[BEGIN STORED RECORDS]

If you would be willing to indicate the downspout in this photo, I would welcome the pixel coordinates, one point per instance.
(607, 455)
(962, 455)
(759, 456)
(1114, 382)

[END STORED RECORDS]
[BEGIN STORED RECORDS]

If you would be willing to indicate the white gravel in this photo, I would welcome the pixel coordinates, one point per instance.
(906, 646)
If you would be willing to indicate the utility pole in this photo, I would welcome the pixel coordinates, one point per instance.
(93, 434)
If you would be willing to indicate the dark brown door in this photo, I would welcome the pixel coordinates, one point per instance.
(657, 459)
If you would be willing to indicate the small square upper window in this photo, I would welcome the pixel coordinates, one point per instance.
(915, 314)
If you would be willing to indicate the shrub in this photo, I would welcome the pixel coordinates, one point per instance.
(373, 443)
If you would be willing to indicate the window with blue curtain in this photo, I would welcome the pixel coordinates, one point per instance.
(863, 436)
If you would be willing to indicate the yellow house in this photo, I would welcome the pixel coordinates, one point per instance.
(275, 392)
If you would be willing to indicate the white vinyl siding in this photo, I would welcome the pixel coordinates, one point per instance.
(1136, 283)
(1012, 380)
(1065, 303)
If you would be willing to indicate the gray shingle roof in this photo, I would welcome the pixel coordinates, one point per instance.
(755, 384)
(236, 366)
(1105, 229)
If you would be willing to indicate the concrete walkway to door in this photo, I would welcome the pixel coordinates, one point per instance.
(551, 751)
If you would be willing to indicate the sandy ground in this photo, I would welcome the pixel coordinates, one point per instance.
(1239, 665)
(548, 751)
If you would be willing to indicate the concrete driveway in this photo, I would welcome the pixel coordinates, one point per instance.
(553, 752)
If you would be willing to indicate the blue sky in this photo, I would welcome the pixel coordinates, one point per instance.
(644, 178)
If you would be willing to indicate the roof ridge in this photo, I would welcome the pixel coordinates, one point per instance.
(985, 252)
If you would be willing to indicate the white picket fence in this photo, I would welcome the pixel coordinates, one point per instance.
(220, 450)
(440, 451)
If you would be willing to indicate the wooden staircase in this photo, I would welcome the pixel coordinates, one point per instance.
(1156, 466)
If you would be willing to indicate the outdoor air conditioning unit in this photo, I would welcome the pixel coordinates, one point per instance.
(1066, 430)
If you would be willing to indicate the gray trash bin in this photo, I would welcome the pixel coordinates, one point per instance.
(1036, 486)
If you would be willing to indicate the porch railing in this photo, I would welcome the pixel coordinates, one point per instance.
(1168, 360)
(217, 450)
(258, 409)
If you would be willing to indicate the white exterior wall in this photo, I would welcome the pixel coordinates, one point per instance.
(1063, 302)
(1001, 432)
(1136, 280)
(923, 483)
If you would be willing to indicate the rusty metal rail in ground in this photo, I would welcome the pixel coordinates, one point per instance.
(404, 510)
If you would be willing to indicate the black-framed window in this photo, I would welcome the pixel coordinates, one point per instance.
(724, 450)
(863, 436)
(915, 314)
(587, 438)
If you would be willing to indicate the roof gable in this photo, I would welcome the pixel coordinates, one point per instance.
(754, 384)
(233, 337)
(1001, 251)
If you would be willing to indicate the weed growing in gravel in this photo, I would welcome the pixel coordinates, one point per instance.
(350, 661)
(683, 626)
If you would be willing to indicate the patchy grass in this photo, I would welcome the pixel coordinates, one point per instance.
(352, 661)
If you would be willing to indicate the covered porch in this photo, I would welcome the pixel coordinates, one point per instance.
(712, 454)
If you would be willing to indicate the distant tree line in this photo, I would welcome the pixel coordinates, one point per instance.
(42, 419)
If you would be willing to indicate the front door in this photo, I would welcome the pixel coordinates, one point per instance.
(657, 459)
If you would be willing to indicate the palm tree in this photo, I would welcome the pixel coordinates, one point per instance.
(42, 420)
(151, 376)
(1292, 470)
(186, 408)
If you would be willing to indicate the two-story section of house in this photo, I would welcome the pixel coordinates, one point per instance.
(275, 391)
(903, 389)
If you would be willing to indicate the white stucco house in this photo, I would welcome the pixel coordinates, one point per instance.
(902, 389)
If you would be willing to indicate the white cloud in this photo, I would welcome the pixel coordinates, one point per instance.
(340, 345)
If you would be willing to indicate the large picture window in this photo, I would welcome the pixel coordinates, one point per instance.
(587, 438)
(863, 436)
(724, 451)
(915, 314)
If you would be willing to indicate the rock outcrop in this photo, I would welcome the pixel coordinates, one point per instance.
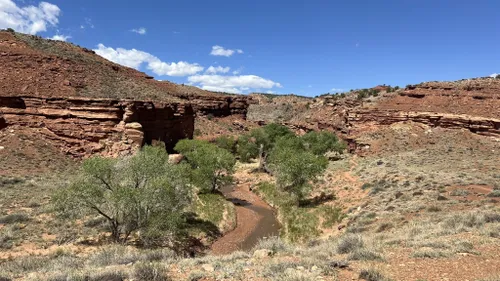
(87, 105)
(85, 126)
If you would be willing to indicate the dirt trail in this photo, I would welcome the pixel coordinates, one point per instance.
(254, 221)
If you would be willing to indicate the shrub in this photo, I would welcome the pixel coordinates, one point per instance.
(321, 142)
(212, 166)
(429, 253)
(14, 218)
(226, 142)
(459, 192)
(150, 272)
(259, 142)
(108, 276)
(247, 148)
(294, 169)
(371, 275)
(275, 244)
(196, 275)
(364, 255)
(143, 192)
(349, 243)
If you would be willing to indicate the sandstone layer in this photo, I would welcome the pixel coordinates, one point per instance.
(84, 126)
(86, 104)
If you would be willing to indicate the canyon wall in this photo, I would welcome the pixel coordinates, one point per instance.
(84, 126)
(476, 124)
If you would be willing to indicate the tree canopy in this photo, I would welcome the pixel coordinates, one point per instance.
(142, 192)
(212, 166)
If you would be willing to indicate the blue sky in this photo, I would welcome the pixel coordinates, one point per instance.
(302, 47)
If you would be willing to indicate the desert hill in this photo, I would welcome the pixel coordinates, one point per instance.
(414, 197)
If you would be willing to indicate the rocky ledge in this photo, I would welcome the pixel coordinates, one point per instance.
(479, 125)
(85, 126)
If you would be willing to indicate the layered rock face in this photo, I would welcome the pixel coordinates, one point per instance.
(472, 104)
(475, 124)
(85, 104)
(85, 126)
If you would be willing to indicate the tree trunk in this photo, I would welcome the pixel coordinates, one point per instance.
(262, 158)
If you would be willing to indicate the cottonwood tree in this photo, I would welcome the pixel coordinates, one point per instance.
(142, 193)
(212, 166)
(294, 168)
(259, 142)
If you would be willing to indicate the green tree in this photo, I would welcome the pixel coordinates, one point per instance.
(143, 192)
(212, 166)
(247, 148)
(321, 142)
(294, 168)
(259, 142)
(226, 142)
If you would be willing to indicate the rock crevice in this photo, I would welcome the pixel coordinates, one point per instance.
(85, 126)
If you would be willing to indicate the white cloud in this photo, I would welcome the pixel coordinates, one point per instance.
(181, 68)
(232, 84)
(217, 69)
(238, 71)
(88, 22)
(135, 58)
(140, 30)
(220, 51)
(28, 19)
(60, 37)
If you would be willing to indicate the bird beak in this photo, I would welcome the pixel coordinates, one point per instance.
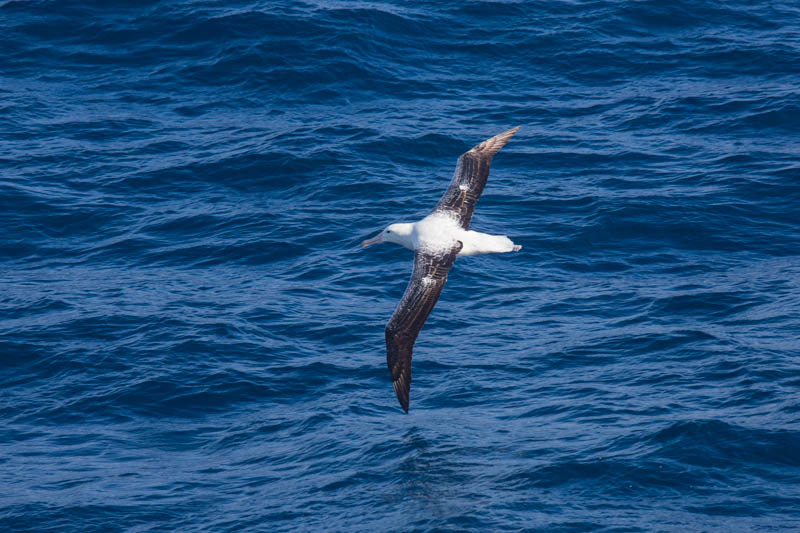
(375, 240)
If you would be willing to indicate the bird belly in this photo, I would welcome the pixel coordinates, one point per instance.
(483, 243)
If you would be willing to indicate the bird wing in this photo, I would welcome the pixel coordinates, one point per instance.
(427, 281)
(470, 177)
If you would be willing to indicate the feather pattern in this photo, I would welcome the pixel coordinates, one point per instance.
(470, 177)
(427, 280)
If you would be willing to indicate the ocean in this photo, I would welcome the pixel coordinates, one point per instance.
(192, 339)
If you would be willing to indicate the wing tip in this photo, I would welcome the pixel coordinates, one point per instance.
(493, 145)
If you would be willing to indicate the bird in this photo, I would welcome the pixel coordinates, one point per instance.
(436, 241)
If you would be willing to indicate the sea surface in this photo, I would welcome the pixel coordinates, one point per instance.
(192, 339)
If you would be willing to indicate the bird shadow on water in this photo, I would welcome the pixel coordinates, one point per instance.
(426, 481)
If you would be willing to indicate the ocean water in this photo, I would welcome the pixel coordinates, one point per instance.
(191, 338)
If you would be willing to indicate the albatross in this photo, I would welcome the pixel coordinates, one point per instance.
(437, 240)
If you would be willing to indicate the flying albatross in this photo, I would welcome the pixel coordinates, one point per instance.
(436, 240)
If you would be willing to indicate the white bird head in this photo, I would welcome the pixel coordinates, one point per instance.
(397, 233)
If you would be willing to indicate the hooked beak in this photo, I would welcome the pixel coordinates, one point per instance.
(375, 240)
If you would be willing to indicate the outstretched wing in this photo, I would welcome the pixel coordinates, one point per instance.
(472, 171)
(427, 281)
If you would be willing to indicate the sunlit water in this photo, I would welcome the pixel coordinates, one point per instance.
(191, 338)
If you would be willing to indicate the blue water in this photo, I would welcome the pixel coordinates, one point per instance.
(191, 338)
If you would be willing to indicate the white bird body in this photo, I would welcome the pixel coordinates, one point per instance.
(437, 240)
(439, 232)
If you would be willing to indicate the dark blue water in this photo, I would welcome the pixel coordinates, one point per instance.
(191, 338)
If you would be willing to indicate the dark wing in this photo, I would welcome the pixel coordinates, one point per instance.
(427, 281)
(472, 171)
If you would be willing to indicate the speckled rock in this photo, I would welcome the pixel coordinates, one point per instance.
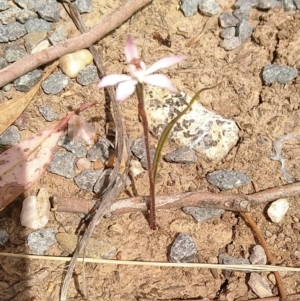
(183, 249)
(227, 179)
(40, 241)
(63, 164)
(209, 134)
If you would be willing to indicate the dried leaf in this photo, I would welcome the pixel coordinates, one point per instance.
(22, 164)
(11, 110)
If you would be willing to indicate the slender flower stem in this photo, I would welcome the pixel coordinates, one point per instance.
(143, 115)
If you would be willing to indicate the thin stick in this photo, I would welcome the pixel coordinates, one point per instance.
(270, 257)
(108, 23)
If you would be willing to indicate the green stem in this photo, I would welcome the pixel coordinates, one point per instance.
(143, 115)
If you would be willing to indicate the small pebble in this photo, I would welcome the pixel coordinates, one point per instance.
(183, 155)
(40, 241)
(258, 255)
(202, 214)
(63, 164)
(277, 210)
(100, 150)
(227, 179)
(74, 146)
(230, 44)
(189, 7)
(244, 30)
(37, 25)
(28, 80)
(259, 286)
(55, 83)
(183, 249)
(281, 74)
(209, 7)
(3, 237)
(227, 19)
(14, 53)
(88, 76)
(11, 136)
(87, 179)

[END STORED RECORDS]

Rewrite everything from the line containing "If you would be willing to indicate the outdoor" down to the line containing "(1036, 486)", with "gray trash bin" changed to "black trash bin" and nothing else altered.

OUTPUT FOR THIS TASK
If you would be willing to indicate the outdoor air conditioning unit in this photo, I would welcome the pixel coordinates, one point per instance.
(1066, 430)
If you would be willing to indicate the black trash bin in this photo, I would welcome the pixel coordinates, one point per instance.
(1036, 486)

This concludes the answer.